Secção do documento:

5ª - A sentença proferida pelo Meritíssimo Juiz 'a quo' traduz, pois, a correcta interpretação e aplicação da lei."


8. O Supremo Tribunal Administrativo negou provimento ao recurso jurisdicional, mantendo a rejeição do recurso contencioso por ilegal interposição. Sustentou a não definitividade e a não executoriedade do acto impugnado, donde deduziu a insusceptibilidade de recurso contencioso do acto impugnado, e concluiu pela não inconstitucionalidade do artigo 108º-A do Decreto-Lei nº 498/72, de 9 de Dezembro.
Na fundamentação, argumentou-se nos termos seguintes:

"(...) A impugnação da recorrente assenta em quatro ordens de razões, a saber:

a) As deliberações tomadas por dois administradores da Caixa são resoluções definitivas, directamente recorríveis;

b) O art. 108º-A do DL nº 498/72, aditado pelo DL nº 214/83, é apenas aplicável nos casos previstos nos nºs 3 e segs. do art. 108º (actos praticados por delegação dos dois administradores);

c) A decisão contenciosamente impugnada não se traduz em perda de pensão;

d) A interpretação dada ao citado art. 108º-A é inconstitucional por diminuir ou eliminar um direito fundamental, fazendo-o depender de um preceito processual gracioso.

Nenhuma destas razões procede, como se passa a demonstrar.

(...) o DL nº 214/83 (...) alterou e revogou alguns preceitos (aditando outros) do Estatuto da Aposentação (EA), do Estatuto das Pensões de Sobrevivência (EPS) e do DL nº 24.046.

O art. 103º do EA passou a estabelecer que 'de quaisquer resoluções definitivas e executórias da administração da Caixa ou tomadas por delegação sua, haverá recurso contencioso nos termos gerais'.

A Administração da Caixa é, em princípio, representada por dois administradores (art. 108º, nº 1, do EA), que podem delegar os respectivos poderes nos directores, directores-adjuntos ou subdirectores (nº 3), exigindo- se, porém, a intervenção do conselho de administração nos casos enumerados nas als. a), b) e c) do nº 2 daquele preceito.

Tarefas:
a) No excerto sobre o recurso contencioso, que artigo o Supremo Tribunal Administrativo concluiu não ser inconstitucional?
b) Resume em duas frases o excerto sobre o recurso contencioso.
c) Escreve a continuação do excerto sobre o recurso contencioso, a partir da última frase apresentada.
As entradas que se seguem vêm de outra fonte.

Material fornecido:
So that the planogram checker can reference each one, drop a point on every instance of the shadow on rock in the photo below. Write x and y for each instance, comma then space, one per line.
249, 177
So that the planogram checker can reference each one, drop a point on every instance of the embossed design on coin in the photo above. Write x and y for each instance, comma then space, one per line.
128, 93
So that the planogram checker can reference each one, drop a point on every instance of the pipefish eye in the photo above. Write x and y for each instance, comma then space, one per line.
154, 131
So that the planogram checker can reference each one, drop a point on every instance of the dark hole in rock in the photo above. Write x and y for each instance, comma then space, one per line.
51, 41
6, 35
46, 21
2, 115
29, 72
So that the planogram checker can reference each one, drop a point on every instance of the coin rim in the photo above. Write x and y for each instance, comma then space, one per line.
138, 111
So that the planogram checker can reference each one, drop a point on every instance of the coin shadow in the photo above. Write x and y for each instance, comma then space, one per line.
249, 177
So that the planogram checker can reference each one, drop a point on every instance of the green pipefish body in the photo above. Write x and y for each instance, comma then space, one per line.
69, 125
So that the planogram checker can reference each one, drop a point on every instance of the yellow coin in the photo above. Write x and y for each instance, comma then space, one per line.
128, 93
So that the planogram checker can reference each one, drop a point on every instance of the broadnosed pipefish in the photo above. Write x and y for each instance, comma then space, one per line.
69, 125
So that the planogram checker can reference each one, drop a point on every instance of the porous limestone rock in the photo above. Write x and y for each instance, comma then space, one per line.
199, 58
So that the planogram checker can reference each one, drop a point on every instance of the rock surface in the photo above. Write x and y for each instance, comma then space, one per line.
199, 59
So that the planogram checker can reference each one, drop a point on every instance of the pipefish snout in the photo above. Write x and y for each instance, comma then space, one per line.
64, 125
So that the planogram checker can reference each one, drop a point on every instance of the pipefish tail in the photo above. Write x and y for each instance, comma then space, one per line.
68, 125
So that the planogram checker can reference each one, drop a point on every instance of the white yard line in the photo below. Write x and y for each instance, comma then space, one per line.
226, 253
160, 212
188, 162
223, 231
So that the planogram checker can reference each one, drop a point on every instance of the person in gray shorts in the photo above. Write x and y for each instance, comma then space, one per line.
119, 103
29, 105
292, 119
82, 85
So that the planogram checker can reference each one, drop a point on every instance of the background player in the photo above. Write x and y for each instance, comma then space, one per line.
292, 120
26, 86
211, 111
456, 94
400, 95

Resultados finais:
a) O artigo 108º-A do Decreto-Lei nº 498/72, de 9 de Dezembro.

b) O Supremo Tribunal Administrativo negou provimento ao recurso jurisdicional e manteve a rejeição do recurso contencioso por ilegal interposição, por entender que o acto impugnado não era definitivo nem executório, e concluiu pela não inconstitucionalidade do artigo 108º-A do Decreto-Lei nº 498/72. Das quatro razões da recorrente, o tribunal declarou que nenhuma procedia, lembrando que, segundo o art. 103º do Estatuto da Aposentação, só há recurso contencioso das resoluções definitivas e executórias da administração da Caixa ou tomadas por delegação sua.

c)
Por seu turno, o novo art. 108º-A impôs no seu nº 1 o recurso hierárquico necessário para o conselho de administração das resoluções que:

'a) Resolvam sobre a diminuição ou perda de pensão;

b) Resolvam sobre a negação ou extinção da qualidade de subscritor; (...)'


No que concerne ao EPS, a nova redacção dada ais arts. 51º e 54º correspondem integralmente à que foi introduzida nos citados arts. 108º e 103º do EA.

O art. 54º-A, aditado ao EPS, estabeleceu, também em consonância com o disposto no art. 108º-A do EA, que 'haverá recurso hierárquico necessário para o conselho de administração das resoluções que:

a) Resolvam sobre a diminuição ou perda da pensão;

b) Resolvam sobre a negação ou extinção da qualidade de contribuinte.'


Importa, ainda, salientar que o art. 59º do DL nº 24.046, passou a ter a seguinte redacção:

's resoluções da administração da Caixa aplicar-se-ão os artigos 102º a 110º do Estatuto da Aposentação, incluindo-se no elenco do artigo 108º-A (recurso hierárquico necessário) a resolução sobre denegação ou extinção da pensão.'


Deste quadro legal - e agora apenas no que concerne ao Montepio dos Servidores do Estado - resulta, em síntese, o seguinte: (...)

(...) Não constituem resoluções definitivas e executórias da Caixa as que forem tomadas por dois administradores ou por sua delegação e decidam sobre a matéria prevista nas alíneas a) e b) do art. 54º-A, pois delas cabe recurso hierárquico necessário para o conselho de administração.

(...) O argumento que a recorrente pretende extrair do disposto no art. 51º, nº 1, do ETAF não merece, de igual modo, acolhimento.

Com efeito, a citada disposição é apenas uma regra sobre a competência dos tribunais administrativos de círculo e dela o que se pode inferir, quanto à definitividade dos actos administrativos, é apenas que há actos administrativos praticados por delegação de poderes que são directamente recorríveis e nada mais.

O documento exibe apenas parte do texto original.